● Directions for this task
Write out every line below with no difference at all.

= = =

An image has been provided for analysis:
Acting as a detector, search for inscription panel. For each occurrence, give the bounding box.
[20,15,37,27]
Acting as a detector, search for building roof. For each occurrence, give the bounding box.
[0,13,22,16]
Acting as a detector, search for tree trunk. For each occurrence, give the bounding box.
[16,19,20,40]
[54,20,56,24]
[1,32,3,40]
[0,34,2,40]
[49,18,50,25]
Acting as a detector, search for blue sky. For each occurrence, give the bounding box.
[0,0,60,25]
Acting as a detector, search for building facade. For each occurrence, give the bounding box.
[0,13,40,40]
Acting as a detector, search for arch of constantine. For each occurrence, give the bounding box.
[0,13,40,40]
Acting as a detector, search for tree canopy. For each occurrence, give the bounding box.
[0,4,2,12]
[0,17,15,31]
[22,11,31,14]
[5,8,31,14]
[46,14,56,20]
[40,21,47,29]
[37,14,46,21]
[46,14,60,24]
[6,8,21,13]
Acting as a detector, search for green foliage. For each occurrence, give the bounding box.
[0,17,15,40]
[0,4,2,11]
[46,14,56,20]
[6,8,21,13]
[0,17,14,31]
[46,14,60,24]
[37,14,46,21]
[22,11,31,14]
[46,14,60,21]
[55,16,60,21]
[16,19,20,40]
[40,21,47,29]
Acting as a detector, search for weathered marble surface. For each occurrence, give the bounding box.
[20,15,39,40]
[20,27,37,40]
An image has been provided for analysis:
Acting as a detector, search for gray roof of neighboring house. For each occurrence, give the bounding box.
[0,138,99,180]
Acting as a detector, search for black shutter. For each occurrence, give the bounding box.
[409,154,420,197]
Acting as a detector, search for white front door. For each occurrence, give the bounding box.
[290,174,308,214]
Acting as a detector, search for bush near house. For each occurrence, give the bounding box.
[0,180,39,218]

= = =

● Your response
An image has been provided for analysis:
Acting as a detector, search for inscription panel. For each occurrence, give the bounding box.
[20,15,37,27]
Acting as a detector, search for building roof. For each occurrence, give the bounding box.
[0,13,22,16]
Acting as a detector, search for tree trunk. For each occurrence, give the bounding box.
[16,19,20,40]
[54,20,56,24]
[1,32,3,40]
[0,34,2,40]
[49,18,50,25]
Acting as a detector, search for blue sky. For each occurrence, give the bounding box.
[0,0,60,25]
Acting as a detector, search for building facade. For each occurrence, give the bounding box.
[0,13,40,40]
Acting as a detector, search for arch of constantine. For each occurrence, give the bounding box.
[0,13,40,40]
Acting as a detector, search for tree canopy. For each occurrence, give the bounding box.
[0,4,2,12]
[0,17,15,31]
[22,11,31,14]
[5,8,31,14]
[46,14,56,20]
[40,21,47,29]
[37,14,46,21]
[46,14,60,24]
[6,8,21,13]
Acting as a detector, search for green foliage. For each occurrence, give the bounding box.
[0,17,15,40]
[0,4,2,11]
[46,14,56,20]
[6,8,21,13]
[0,17,14,31]
[46,14,60,24]
[37,14,46,21]
[22,11,31,14]
[46,14,60,21]
[55,16,60,21]
[16,19,20,40]
[40,21,47,29]
Acting as a detector, search for weathered marble surface. For each occurrence, give the bounding box.
[20,15,39,40]
[20,27,37,40]
An image has been provided for analysis:
Acting as a detector, search for gray roof of neighboring house. For each occurrence, give the bounding box.
[0,138,99,180]
Acting as a detector, search for black shutter. For each occurrence, give the bounding box.
[409,154,420,197]
Acting as a detector, search for white front door. For each occurrence, give the bounding box.
[290,174,308,214]
Acting as a detector, search for bush near house. For each occurrence, give the bounding box.
[0,180,39,218]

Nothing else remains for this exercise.